= Activity =
Please update the blog post below by giving its wording again, starting at "Writing Skinny and" and ending at "be in LOVE!". Put "cat" wherever "dog" appears.

Thursday, February 9, 2017

Writing Skinny and Puppy Love

How to Slenderize Your Manuscript by Kim Smith

This is a post from 2011 - I am recycling for you today. Since next week is Valentines Day, I want to wish you much love. Go get my latest love story. It has a dog in it. You will be in LOVE!

It's called PUPPY LOVE _ click the link below to magically be transported

On with the post...

One of the things that gives me a happy frame of mind when writing is to have a clean, unfettered manuscript. When I wake up in the morning and open a WIP that has been edited, that has a streamline feel, and there isn’t garbage cluttering it up, I feel great.

When, on the other hand, I open my book and find extra plot-lines/unnecessary characters or just bad writing all over the place, it stresses me out.

These are a few tips for getting the junk out:

Do it in small chunks. Set aside 5 pages to work on at a time, and when that 5 is satisfactory, stop. Then tackle another 5 the next day. Conquering the entire work can be overwhelming, and you might decide it is hopeless and find yourself uncomfortably blocked.

= Data provided =
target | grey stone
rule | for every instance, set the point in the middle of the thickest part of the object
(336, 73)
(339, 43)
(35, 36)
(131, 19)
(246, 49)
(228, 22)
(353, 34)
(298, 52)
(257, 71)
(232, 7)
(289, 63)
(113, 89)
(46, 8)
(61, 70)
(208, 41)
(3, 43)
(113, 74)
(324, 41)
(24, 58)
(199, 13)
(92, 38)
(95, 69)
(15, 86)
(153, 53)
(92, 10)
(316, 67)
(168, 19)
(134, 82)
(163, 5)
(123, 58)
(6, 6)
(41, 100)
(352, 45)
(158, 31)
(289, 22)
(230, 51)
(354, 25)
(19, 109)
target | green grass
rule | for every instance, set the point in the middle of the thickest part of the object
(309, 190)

= Solved exercise =
Writing Skinny and Puppy Love

How to Slenderize Your Manuscript by Kim Smith

This is a post from 2011 - I am recycling for you today. Since next week is Valentines Day, I want to wish you much love. Go get my latest love story. It has a cat in it. You will be in LOVE!